▶ **What is needed**: Go through the data underneath and copy every line exactly.

▶ **Task input**:
+++

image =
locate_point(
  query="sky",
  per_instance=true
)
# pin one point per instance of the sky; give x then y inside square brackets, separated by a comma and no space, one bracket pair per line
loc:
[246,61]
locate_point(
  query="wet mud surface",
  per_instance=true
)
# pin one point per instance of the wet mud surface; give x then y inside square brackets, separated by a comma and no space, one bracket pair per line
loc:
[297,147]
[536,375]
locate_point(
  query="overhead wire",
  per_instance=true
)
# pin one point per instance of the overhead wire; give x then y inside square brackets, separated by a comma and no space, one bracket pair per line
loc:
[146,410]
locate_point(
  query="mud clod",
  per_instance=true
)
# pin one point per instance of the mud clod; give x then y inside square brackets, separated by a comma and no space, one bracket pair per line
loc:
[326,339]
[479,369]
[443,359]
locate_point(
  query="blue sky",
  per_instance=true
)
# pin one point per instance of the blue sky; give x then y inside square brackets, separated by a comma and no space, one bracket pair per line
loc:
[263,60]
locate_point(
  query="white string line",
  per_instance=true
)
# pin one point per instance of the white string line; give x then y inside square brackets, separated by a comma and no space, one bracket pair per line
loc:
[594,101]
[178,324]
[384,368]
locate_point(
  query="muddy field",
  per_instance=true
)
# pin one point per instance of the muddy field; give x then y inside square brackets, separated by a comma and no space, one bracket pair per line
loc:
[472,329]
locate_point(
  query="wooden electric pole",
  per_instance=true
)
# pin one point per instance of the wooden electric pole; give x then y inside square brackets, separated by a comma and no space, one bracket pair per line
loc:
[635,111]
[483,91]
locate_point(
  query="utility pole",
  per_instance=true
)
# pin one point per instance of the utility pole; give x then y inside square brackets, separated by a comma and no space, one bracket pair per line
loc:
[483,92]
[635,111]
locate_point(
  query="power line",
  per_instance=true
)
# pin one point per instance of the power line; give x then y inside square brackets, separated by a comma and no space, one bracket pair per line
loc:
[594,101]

+++

▶ **Your solution**:
image =
locate_point(
  query="sky",
  per_instance=true
)
# pin one point per instance of the sky; give x then y inside square brackets, separated by a comma and no space, one bracket pair per line
loc:
[246,61]
locate_point(
  query="wet mud surface",
  per_instance=true
)
# pin one point per instance of the wet mud surface; give x then y inside square brackets, separated by a comma and no space, one bracket pair per line
loc:
[297,147]
[536,375]
locate_point(
  query="overhead wire",
  per_instance=true
)
# pin one point per instance of the overhead wire; give x then y inside square brackets, separated by a comma and no space, one bracket pair per line
loc:
[146,410]
locate_point(
  query="mud clod",
  per_instance=true
)
# pin one point per instance of the mud clod; give x then y inside square brackets, separated by a comma and no space, one bracket pair per line
loc:
[326,339]
[479,369]
[443,359]
locate_point(
  query="blue sky",
  per_instance=true
)
# pin one point per instance of the blue sky; give x then y inside square brackets, separated by a comma and no space, one bracket pair per line
loc:
[263,60]
locate_point(
  query="white string line",
  per_instance=true
)
# pin one point per instance of the white string line; give x then y inside square brackets, separated by a comma and no space, one bracket pair per line
loc:
[594,101]
[178,324]
[384,368]
locate_point(
  query="muddy field",
  per_instance=true
)
# pin one point per instance of the muddy field; give x then y inside square brackets, separated by a comma and no space, one bracket pair per line
loc:
[472,329]
locate_point(
  query="wooden electric pole",
  per_instance=true
)
# pin one point per instance of the wooden electric pole; give x then y inside square brackets, separated by a comma and no space, one bracket pair per line
loc:
[635,111]
[483,91]
locate_point(
  query="utility pole",
  per_instance=true
)
# pin one point per instance of the utility pole; give x then y inside square brackets, separated by a comma and no space, one bracket pair per line
loc:
[483,92]
[635,111]
locate_point(
  query="power line",
  per_instance=true
)
# pin one point per instance of the power line; give x then y inside square brackets, separated by a comma and no space, one bracket pair per line
loc:
[594,101]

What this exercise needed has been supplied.